**THE TASK:** Once the line with "Target: man in blue jacket" is found in the entries below, print it and each following line exactly, stopping after the line with "Target: utility pole"; print nothing else.

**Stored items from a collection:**
<<<<

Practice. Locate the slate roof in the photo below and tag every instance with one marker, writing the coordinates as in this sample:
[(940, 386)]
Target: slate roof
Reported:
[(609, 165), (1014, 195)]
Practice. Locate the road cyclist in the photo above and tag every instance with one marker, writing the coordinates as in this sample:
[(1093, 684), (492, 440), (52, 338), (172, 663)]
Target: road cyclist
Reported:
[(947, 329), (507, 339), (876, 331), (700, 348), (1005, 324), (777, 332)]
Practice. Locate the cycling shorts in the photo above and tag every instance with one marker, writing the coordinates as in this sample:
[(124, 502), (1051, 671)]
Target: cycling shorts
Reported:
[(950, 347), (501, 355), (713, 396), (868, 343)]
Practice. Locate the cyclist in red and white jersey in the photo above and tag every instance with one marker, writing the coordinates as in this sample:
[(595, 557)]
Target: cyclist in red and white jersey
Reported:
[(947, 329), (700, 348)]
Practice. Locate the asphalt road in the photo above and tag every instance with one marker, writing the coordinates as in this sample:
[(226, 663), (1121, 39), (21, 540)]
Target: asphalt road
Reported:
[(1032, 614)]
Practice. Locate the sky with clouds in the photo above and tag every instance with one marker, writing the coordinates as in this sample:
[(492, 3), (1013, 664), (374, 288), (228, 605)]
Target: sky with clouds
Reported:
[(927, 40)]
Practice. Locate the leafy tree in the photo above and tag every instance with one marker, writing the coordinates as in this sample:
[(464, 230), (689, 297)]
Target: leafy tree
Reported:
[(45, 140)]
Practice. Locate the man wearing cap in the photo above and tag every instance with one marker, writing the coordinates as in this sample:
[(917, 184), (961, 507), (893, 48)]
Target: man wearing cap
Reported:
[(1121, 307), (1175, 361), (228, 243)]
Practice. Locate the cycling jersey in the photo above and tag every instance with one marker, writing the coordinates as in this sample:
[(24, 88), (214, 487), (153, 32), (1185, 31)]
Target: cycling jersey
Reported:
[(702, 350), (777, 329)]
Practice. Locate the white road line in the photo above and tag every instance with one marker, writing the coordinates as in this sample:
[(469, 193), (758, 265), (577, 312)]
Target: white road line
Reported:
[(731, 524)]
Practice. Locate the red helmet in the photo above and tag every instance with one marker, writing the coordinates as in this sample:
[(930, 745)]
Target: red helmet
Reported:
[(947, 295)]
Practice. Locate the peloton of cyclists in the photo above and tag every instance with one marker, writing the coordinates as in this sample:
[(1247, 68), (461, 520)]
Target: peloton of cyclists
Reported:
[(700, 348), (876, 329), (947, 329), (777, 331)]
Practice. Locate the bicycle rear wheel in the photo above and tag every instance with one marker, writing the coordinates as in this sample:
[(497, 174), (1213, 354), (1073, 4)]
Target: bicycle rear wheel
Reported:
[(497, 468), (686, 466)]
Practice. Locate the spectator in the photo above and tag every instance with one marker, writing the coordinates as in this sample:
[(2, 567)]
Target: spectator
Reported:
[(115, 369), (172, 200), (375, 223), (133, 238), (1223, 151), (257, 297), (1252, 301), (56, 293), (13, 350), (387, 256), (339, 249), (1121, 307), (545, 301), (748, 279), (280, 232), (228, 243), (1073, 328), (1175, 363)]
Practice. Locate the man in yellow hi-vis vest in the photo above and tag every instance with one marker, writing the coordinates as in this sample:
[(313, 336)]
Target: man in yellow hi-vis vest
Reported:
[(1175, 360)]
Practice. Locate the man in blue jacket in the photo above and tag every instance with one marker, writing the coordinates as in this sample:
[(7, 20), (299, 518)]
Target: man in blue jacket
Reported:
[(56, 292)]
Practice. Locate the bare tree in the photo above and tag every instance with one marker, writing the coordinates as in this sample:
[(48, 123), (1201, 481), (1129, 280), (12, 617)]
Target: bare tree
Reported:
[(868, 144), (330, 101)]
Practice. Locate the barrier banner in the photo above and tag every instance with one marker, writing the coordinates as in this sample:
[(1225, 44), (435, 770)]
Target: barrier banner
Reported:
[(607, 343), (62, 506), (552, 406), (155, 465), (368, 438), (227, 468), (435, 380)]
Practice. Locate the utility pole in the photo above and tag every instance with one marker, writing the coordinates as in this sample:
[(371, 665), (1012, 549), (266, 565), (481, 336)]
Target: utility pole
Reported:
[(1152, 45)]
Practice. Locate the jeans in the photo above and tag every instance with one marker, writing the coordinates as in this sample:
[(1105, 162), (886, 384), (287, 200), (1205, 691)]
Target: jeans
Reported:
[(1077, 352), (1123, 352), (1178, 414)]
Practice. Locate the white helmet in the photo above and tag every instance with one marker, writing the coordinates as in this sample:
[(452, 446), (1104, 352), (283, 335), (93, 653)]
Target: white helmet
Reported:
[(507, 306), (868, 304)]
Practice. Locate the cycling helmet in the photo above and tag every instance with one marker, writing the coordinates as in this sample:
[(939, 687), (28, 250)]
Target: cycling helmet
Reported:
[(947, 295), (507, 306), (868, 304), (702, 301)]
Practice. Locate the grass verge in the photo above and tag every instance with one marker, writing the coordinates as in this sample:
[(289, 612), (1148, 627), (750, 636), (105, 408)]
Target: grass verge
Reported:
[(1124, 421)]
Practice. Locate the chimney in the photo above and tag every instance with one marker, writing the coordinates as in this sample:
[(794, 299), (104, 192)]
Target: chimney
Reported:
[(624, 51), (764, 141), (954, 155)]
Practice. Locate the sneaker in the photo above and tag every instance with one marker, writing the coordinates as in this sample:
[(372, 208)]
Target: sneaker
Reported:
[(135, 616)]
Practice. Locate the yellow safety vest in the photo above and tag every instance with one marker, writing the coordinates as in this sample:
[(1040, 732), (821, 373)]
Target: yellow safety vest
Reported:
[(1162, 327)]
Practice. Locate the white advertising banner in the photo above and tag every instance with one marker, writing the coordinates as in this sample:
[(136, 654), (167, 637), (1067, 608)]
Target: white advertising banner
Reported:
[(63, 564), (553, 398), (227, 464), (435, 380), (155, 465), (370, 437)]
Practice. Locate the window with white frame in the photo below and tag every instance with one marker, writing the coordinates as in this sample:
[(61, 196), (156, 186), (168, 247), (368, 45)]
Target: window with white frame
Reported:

>>>>

**RESULT:**
Target: man in blue jacket
Reported:
[(56, 292)]
Practice. Locate the bare tree in the photo above and tag every instance with one marker, writing the coordinates as in this sample:
[(48, 123), (1201, 481), (1129, 280), (12, 617)]
Target: bare tree
Reported:
[(868, 144), (330, 101)]
Practice. Locate the barrier banner in the photo above and tag every instance with one marker, writing the coordinates as in this sample:
[(1225, 44), (435, 770)]
Target: barrier banner
Reported:
[(607, 343), (62, 506), (552, 406), (155, 465), (368, 438), (227, 468), (435, 380)]
Practice. Locate the utility pole in the photo above and tag every instance with one marker, writing the coordinates as in this sample:
[(371, 665), (1012, 549), (266, 565), (481, 336)]
Target: utility pole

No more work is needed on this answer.